-------- Given data --------

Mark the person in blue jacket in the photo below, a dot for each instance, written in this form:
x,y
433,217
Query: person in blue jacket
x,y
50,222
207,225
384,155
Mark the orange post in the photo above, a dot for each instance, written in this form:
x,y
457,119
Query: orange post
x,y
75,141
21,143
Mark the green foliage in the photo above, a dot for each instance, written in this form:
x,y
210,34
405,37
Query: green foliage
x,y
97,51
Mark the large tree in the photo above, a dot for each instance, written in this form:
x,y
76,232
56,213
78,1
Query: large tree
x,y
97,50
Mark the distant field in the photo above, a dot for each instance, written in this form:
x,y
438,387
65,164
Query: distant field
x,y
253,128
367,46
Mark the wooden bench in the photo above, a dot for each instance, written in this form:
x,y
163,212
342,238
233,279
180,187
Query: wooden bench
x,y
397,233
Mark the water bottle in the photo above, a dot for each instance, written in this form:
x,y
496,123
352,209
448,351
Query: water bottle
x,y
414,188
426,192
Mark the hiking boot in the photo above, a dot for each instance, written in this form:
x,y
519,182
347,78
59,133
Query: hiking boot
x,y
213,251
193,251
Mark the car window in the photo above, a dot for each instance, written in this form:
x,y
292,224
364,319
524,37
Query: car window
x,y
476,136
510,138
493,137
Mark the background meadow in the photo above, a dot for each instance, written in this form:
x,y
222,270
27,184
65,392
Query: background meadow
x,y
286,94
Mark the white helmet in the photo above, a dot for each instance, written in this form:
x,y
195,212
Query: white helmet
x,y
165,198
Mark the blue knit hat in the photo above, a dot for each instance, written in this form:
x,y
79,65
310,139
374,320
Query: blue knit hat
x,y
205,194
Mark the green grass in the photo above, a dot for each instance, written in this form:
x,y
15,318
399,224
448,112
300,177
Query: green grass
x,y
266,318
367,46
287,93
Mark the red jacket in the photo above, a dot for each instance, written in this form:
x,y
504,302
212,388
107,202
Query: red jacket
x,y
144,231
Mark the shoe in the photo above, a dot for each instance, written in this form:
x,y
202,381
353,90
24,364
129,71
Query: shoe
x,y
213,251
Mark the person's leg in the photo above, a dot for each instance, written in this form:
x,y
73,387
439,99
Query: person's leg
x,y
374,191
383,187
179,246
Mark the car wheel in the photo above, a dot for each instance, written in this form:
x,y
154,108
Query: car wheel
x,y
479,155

--------

=== Your assignment ===
Write down only the closing run of lines: the one containing "Mark the red" and every line after it to the end of the entries, exactly.

=== Answer below ===
Mark the red jacket in the photo above, a dot for each instance, written in this form:
x,y
504,302
212,388
107,202
Query: red jacket
x,y
144,231
Mark the shoe in the photo above, a dot for each instance, written in this form:
x,y
202,381
353,90
24,364
129,71
Query: shoe
x,y
213,251
Mark the person's leg in the photo above, a dot for each instance, written in this form:
x,y
73,387
439,99
Query: person's leg
x,y
374,191
383,187
179,246
Mark the car wheel in the photo above, a dot for each instance, written in this form:
x,y
154,108
Query: car wheel
x,y
479,155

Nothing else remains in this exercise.